- _WORK REQUIRED_:
Each line from the one containing "the boy's hand" through the last line of the entries below is to be transcribed exactly. Nothing else belongs in the reply.

- _MATERIAL FOR THIS EXERCISE_:
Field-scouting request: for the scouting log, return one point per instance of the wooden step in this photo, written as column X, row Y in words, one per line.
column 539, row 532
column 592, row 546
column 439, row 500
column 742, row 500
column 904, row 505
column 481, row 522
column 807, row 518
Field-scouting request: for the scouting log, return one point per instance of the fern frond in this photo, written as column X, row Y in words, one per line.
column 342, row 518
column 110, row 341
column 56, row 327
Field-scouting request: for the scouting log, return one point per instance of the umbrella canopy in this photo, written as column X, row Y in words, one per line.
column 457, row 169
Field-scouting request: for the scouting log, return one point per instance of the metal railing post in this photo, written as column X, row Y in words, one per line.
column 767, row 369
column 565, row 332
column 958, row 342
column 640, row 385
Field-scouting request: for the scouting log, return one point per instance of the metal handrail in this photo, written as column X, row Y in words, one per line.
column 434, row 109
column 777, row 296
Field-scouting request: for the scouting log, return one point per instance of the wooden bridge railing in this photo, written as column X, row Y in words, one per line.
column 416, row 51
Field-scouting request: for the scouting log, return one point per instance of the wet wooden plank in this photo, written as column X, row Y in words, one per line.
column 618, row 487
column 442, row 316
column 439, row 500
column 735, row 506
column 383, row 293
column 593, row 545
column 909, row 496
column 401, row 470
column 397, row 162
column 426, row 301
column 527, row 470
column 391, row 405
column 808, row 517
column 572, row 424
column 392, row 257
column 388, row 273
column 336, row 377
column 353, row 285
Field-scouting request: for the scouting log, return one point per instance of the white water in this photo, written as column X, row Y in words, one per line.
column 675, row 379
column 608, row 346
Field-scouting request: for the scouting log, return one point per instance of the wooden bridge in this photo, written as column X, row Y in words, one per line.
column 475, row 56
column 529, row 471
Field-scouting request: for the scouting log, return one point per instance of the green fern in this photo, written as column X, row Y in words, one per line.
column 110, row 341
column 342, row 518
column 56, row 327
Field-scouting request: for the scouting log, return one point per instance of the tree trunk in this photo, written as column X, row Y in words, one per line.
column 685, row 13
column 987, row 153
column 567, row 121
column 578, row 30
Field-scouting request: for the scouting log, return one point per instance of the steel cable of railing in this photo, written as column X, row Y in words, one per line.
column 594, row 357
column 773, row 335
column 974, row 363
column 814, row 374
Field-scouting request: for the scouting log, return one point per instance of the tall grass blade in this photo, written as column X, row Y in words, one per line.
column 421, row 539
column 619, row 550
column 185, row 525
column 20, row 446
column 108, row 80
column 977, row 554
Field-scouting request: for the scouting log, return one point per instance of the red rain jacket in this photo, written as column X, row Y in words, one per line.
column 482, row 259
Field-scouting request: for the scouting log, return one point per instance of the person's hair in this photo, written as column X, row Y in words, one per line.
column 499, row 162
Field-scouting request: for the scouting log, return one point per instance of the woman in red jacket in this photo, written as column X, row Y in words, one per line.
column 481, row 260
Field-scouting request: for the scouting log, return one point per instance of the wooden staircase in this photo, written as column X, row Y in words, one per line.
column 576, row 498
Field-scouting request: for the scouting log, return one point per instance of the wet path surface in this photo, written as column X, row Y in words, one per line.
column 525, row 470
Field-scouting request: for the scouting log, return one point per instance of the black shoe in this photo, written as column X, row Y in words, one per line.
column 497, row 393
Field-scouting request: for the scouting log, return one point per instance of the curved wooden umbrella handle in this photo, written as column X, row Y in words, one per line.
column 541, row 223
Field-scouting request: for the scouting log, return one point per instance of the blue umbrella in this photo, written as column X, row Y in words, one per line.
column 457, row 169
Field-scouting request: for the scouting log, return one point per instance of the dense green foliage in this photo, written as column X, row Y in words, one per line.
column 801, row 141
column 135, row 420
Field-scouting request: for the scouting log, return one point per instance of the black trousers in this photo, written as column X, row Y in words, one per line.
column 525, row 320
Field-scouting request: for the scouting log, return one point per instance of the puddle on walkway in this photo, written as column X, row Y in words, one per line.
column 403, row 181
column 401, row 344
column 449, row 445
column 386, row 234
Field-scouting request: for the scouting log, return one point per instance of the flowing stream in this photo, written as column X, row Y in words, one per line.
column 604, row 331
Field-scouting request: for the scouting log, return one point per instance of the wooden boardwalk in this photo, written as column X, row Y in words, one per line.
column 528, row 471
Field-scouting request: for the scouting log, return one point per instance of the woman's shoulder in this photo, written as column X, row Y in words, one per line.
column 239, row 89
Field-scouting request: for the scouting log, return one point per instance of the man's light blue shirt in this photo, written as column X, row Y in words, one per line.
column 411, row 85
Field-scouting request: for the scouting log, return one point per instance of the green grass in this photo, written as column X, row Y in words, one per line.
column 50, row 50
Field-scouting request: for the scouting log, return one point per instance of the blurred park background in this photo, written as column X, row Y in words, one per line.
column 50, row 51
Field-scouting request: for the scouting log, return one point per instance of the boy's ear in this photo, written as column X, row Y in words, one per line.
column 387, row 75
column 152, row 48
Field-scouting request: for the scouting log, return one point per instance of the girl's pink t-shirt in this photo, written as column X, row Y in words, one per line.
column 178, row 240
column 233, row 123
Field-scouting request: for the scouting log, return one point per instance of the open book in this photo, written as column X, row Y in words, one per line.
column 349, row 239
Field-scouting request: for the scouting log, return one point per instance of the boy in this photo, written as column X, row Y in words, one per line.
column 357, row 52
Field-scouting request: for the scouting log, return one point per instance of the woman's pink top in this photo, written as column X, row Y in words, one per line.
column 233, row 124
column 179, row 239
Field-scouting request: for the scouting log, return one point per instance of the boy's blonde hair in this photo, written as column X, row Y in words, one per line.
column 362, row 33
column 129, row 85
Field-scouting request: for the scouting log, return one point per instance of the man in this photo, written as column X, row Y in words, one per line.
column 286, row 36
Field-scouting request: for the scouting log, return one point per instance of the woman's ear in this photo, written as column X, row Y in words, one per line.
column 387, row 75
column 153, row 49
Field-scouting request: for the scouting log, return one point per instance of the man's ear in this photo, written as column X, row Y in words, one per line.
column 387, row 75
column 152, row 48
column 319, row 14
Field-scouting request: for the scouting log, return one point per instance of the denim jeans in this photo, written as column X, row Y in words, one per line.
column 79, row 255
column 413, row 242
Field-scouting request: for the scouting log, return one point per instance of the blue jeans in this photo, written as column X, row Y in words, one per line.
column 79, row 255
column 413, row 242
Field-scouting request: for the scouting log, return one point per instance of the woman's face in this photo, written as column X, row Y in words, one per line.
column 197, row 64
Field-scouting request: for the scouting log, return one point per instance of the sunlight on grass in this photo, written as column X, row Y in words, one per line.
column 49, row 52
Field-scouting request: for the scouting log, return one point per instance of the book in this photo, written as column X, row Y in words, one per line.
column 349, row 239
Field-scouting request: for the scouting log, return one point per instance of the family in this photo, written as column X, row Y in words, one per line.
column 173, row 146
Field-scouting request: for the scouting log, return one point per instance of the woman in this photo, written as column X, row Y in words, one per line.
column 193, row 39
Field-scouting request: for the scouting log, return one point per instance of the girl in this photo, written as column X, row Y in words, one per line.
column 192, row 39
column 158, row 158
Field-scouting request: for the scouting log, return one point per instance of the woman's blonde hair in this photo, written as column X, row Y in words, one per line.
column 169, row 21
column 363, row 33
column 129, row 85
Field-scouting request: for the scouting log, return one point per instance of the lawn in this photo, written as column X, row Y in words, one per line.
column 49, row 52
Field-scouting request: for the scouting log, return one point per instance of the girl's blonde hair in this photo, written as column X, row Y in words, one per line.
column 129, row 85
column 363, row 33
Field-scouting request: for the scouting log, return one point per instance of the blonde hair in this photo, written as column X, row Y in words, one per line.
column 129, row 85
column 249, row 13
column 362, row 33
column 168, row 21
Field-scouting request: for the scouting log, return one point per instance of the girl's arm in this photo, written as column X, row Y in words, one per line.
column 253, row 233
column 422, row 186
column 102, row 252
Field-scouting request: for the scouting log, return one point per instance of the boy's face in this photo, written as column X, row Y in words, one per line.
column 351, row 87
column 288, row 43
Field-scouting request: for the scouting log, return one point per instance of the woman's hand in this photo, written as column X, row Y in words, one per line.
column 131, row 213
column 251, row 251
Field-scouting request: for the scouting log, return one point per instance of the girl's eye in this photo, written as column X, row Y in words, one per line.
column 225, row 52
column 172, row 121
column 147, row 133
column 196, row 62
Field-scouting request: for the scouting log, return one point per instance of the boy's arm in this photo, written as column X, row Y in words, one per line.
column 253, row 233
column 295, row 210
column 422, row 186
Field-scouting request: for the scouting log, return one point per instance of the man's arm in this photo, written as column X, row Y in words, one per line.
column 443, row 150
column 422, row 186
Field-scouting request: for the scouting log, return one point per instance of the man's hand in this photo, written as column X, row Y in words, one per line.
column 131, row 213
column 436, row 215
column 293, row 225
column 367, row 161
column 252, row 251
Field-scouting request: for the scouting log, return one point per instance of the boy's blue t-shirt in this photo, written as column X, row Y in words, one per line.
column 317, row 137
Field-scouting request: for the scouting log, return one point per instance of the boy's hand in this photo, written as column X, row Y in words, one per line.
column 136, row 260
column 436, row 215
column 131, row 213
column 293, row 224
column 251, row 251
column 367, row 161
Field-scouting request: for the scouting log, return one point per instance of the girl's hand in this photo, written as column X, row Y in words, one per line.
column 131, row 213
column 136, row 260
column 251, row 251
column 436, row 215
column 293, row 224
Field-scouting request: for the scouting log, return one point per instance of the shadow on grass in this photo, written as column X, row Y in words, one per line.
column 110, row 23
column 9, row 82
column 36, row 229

- _WRITTEN REPLY_:
Field-scouting request: for the scouting log, return one point per instance of the boy's hand in this photo, written as column X, row Y in words, one per line.
column 136, row 260
column 436, row 215
column 131, row 213
column 293, row 224
column 251, row 251
column 367, row 161
Field-scouting request: for the scouting log, return one point per instance of the girl's hand in this photo, written as column X, row Y in words, one per line.
column 131, row 213
column 136, row 260
column 251, row 251
column 436, row 215
column 293, row 224
Field-scouting request: for the scouting log, return one point per instance of the shadow on grass in this photo, written as column X, row Y in words, one per line.
column 110, row 23
column 9, row 82
column 36, row 229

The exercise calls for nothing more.